++++ Record set ++++

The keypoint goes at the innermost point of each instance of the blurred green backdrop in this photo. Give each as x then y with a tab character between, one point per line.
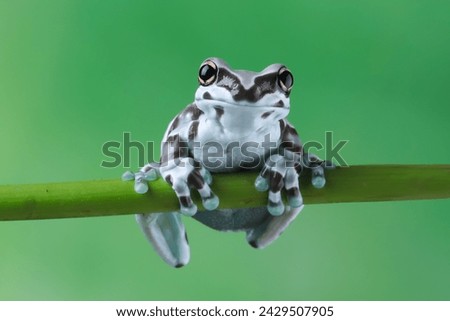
75	74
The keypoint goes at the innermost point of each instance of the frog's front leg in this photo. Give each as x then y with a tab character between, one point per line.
278	173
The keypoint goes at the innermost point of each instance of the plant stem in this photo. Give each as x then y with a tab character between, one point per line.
113	197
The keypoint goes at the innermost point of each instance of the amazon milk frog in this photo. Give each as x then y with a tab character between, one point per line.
236	122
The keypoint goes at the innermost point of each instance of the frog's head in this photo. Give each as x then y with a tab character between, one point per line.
264	93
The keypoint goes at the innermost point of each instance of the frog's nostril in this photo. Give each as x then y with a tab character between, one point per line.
279	104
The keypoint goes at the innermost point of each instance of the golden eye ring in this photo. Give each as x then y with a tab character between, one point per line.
207	73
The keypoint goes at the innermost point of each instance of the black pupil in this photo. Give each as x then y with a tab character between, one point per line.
287	79
206	72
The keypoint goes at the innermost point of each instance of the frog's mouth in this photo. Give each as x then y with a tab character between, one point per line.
245	105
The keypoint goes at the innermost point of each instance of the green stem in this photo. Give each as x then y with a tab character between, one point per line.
113	197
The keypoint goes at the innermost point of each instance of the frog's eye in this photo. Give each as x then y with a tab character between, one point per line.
285	79
207	73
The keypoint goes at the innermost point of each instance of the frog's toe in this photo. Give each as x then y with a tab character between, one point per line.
128	176
167	234
261	184
206	175
275	208
211	202
147	174
187	207
292	187
318	177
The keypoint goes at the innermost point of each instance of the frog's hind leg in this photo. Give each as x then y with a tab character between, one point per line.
268	231
167	234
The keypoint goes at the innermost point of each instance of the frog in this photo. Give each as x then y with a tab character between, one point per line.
241	116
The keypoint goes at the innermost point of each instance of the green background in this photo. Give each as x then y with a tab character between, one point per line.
76	74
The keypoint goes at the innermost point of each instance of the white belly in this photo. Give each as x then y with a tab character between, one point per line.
221	150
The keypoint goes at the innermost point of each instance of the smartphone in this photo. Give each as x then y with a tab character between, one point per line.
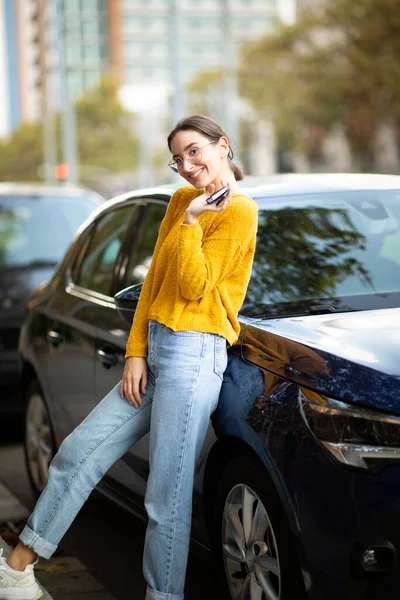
218	196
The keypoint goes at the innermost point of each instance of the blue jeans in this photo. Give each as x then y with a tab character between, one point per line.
185	377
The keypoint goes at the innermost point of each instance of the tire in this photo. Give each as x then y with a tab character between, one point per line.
39	444
265	567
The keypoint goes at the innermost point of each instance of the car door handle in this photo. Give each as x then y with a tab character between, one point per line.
55	337
107	358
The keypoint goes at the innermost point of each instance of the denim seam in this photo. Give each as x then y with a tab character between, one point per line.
78	470
180	471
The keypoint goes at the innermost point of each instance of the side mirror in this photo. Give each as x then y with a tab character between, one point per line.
126	302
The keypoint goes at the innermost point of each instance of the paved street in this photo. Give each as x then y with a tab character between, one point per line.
101	554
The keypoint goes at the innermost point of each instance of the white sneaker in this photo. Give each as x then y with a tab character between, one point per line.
17	585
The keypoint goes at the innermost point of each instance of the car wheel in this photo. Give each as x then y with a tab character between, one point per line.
253	539
39	438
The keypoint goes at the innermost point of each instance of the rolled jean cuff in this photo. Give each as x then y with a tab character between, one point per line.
31	539
153	595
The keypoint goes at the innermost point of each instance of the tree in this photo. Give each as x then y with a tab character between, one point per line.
340	65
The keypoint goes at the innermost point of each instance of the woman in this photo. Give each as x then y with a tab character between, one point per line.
175	359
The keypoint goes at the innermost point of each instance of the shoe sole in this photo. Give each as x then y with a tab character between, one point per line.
38	595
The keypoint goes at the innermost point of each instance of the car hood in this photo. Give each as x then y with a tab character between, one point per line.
354	356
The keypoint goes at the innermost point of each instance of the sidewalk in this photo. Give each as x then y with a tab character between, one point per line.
61	577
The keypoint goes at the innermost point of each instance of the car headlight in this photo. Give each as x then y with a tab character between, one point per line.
355	436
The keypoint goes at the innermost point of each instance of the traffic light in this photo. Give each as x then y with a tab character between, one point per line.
61	171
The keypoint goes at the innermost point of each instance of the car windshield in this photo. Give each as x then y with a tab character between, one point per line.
38	229
341	249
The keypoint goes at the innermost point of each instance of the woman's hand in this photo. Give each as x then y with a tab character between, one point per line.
199	205
134	378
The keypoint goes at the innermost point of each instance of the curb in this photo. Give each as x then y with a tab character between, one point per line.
10	510
6	551
64	576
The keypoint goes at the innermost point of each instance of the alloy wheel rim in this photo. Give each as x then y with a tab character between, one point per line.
39	443
249	547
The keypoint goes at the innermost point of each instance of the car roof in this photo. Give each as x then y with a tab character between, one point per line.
259	187
297	184
43	189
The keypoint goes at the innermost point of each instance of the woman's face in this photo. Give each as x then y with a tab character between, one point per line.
200	161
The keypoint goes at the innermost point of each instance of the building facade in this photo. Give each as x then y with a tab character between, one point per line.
138	41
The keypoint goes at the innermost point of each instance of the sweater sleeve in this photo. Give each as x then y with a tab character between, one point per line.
203	264
137	341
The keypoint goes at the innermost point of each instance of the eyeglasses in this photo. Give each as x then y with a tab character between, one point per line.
192	155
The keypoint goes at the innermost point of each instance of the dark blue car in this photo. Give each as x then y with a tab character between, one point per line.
298	486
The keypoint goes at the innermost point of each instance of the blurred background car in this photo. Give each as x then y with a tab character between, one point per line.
37	224
298	485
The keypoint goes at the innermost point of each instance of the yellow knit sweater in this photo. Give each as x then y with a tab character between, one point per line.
199	273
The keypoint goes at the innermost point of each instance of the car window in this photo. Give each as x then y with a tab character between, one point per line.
330	245
38	228
96	270
143	247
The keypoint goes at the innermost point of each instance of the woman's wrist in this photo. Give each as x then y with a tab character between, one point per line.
190	219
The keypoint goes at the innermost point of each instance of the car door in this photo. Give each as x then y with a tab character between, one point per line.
130	474
76	314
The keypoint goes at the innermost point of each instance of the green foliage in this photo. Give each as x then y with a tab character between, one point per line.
341	64
105	134
323	239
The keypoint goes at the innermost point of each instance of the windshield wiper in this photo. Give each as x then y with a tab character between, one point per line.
312	309
34	264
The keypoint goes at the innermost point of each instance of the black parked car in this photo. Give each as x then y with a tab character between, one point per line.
37	224
298	485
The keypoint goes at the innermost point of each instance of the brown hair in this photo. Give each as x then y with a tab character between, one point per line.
210	129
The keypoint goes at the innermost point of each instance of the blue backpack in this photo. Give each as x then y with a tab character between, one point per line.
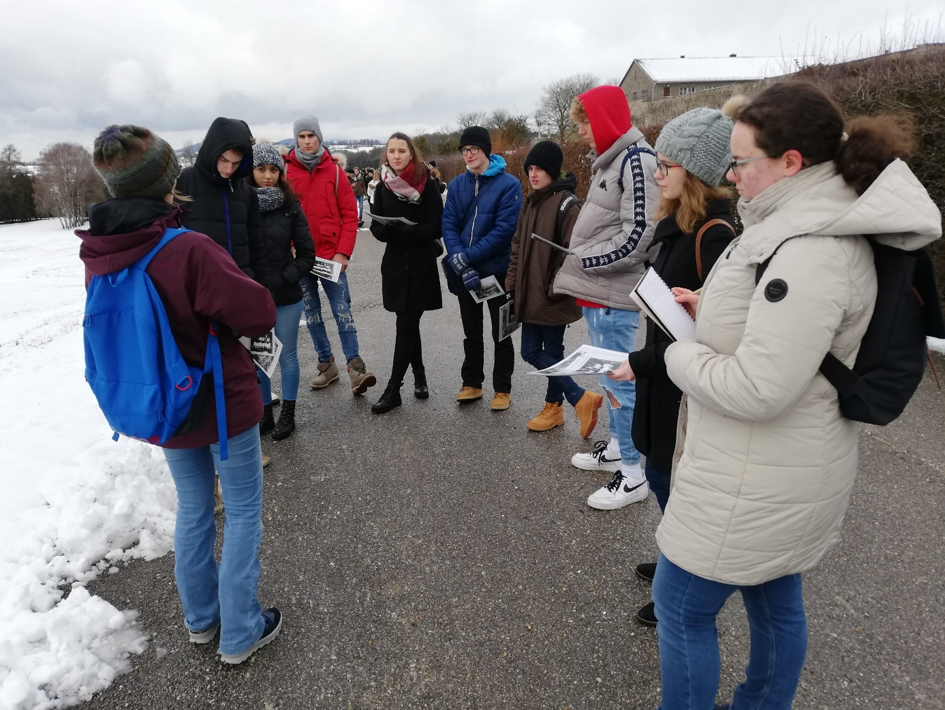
132	363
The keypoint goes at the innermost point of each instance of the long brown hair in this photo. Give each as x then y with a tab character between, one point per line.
419	167
690	207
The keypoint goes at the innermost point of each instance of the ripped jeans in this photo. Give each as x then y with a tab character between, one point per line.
615	329
340	301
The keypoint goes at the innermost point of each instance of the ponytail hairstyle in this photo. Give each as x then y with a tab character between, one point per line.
796	115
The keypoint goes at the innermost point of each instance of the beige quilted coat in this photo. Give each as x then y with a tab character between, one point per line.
768	462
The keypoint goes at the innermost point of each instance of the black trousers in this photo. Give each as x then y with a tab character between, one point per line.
408	351
474	345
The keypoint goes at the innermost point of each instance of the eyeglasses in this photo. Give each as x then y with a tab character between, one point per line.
662	169
735	163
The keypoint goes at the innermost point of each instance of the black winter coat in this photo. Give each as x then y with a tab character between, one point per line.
283	228
410	278
215	197
657	407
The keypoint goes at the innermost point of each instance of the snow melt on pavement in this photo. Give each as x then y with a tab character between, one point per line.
75	503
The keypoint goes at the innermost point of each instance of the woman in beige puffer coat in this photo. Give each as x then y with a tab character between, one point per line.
768	461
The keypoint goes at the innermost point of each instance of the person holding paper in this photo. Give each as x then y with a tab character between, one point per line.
549	211
332	213
695	227
611	245
410	281
479	220
290	254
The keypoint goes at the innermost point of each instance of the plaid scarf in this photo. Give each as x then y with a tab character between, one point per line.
408	186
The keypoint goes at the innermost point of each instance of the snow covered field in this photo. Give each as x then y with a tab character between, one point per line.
75	504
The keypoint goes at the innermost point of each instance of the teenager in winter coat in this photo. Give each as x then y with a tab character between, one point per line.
479	221
410	281
199	284
611	245
329	205
768	462
290	254
695	227
222	205
549	211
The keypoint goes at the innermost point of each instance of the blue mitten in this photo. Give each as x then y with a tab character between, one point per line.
471	280
459	263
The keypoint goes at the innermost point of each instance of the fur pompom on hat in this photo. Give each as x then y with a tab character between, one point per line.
546	155
267	154
134	162
700	141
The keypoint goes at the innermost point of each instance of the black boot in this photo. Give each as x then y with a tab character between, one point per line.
286	423
267	422
420	390
388	400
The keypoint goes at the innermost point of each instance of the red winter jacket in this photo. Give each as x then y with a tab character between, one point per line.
328	202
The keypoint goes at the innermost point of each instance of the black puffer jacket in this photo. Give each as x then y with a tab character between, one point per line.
226	209
283	228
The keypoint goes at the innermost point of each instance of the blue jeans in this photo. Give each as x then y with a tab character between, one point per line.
615	329
287	330
543	346
340	301
225	593
686	606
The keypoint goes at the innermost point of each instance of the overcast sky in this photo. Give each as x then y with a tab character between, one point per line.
366	68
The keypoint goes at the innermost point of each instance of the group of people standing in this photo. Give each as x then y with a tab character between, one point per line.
747	452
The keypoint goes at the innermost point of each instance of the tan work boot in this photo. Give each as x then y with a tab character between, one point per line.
468	394
501	401
327	373
551	415
361	379
586	410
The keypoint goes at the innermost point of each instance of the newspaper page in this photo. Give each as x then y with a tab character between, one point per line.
327	269
586	360
265	351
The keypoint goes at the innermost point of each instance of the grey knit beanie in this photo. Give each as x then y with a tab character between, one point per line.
267	154
700	141
134	162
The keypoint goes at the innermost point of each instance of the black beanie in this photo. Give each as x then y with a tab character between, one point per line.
546	155
476	135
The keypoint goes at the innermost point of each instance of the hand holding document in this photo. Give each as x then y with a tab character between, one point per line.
657	301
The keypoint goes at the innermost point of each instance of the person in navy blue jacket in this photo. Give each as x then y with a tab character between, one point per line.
479	221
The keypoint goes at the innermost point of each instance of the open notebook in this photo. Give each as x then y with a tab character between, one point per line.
656	300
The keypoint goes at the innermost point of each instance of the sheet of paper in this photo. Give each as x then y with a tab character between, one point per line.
327	269
489	287
586	360
656	300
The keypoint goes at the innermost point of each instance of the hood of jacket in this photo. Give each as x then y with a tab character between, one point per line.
896	210
225	134
608	113
121	231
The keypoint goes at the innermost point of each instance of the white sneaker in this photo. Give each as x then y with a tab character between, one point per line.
618	493
597	460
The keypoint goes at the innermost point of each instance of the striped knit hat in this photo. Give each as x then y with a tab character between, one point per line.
134	162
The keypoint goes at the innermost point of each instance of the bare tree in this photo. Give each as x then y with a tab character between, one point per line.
555	103
67	183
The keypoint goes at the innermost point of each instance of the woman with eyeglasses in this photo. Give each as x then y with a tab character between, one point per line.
768	463
695	227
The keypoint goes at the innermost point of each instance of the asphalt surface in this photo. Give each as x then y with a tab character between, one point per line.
442	556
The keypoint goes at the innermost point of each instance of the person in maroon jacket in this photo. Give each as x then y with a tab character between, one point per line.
198	283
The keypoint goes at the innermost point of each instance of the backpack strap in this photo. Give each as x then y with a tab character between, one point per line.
631	151
702	230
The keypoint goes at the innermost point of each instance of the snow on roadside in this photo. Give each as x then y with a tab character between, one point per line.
74	502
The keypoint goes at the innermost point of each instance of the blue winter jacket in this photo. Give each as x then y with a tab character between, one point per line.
486	237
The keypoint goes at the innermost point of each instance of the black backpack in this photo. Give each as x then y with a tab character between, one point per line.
891	361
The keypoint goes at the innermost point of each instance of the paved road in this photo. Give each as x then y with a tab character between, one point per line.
443	557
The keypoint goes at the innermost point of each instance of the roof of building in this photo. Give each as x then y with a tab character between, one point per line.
699	69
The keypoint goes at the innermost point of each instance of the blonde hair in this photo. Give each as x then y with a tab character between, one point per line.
690	207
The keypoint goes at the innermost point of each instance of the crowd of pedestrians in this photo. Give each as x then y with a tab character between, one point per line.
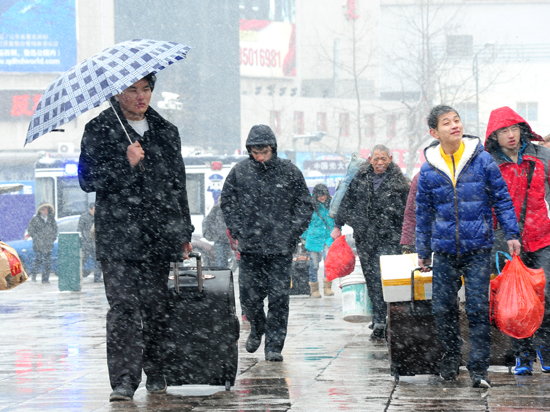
466	195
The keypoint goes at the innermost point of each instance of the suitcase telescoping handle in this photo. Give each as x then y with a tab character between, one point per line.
412	283
197	256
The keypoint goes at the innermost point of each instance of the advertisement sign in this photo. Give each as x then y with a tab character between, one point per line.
18	104
267	48
37	35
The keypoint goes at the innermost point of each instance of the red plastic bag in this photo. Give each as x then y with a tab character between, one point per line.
340	259
517	299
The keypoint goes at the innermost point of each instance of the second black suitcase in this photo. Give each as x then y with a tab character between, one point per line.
203	326
413	343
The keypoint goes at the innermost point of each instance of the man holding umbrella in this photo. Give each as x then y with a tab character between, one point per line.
141	220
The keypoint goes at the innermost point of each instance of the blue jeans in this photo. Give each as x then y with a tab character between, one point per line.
314	261
222	251
527	347
476	269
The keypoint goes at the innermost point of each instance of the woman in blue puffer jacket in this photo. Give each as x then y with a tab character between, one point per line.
317	237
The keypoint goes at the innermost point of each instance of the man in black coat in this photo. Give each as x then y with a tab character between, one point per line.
267	206
374	206
142	223
85	223
215	230
43	230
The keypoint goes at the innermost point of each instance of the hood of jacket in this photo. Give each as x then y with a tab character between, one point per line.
504	117
261	135
44	204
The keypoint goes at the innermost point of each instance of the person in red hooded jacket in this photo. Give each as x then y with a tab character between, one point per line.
509	141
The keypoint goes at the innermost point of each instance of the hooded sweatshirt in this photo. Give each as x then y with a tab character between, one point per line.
43	232
536	232
266	206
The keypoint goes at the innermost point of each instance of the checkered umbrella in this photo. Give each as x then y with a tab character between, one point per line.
98	78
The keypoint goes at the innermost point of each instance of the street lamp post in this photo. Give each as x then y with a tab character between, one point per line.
475	68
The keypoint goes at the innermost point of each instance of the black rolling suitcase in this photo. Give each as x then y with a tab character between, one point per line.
299	281
413	343
203	327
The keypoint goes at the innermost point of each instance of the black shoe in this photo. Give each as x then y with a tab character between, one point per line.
273	357
480	379
449	367
156	385
378	332
253	342
122	393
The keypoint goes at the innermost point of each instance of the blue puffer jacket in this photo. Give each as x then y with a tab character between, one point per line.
458	220
318	231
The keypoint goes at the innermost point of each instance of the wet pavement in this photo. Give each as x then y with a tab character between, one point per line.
52	358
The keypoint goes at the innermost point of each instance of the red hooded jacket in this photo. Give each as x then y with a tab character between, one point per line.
536	233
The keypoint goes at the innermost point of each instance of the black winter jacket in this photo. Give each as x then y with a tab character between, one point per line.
213	226
375	216
43	233
140	215
266	206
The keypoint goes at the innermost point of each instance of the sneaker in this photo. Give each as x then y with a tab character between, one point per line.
122	393
449	367
156	385
524	366
544	364
480	379
253	342
273	357
378	332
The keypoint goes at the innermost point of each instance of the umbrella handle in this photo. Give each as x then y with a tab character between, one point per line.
141	167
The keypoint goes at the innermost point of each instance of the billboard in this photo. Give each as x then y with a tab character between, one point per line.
267	48
18	104
37	35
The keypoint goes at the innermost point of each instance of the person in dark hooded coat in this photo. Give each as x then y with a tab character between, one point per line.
374	206
509	140
266	206
43	230
142	223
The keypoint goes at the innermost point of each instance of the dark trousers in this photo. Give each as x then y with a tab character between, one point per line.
222	251
262	276
447	272
137	293
86	254
44	260
526	347
369	256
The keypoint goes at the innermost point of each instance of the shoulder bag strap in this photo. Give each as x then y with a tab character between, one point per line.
521	221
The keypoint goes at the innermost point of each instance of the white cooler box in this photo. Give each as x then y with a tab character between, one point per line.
396	279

++++

**Your task**
Please arrange everything from the line containing "black winter jacket" down to the end of the records as a Markdown table with the columns Row and Line, one row per line, leaving out blank lines.

**Correct output**
| Row | Line |
|---|---|
| 1 | The keypoint goes at the innermost point of each instance of the black winter jacket in this photo. Give each as x then y with a tab character between, one point per line. |
| 2 | 213	226 |
| 3 | 375	216 |
| 4 | 43	233 |
| 5 | 140	215 |
| 6 | 266	206 |
| 7 | The keypoint goes at the innermost point of each instance of the sneaker in this photo. Give each as x then y with a tab character between, one point per line. |
| 8 | 122	393 |
| 9 | 449	367 |
| 10 | 156	385 |
| 11 | 524	366 |
| 12 | 544	364 |
| 13 | 480	379 |
| 14 | 253	342 |
| 15 | 273	357 |
| 16 | 378	332 |
| 17 | The keypoint goes at the innermost point of each instance of the umbrella handle in this photo. Give each as x then y with a tab character between, one point per line. |
| 18 | 141	167 |
| 19 | The keypoint goes at the innermost point of each instance of the billboard in this photo. Give each as x then y with a tab character between, one point per line. |
| 20 | 267	48 |
| 21 | 18	104 |
| 22 | 37	35 |
| 23 | The keypoint goes at the innermost point of each instance of the person in dark hooded coat in this photo. Give each as x then y with a tab character between, one point per line. |
| 24 | 374	206 |
| 25 | 509	140 |
| 26 | 266	206 |
| 27 | 43	230 |
| 28 | 142	223 |
| 29 | The keypoint goes at the innermost point of each instance of the dark trousers in this photo. Give each as x then y with a tab character between, one point per line. |
| 30 | 222	251 |
| 31 | 262	276 |
| 32 | 447	272 |
| 33 | 137	293 |
| 34 | 86	254 |
| 35 | 44	260 |
| 36 | 526	347 |
| 37 | 369	256 |
| 38 | The keypoint goes at the innermost point of each instance of the shoulder bag strap in this photo. Give each as x then y with a tab character between, one point per line. |
| 39 | 521	221 |
| 40 | The keypoint goes at the innermost point of each instance of the white cooler box in this photo. Give each as x then y with a tab character between, one point per line. |
| 41 | 396	279 |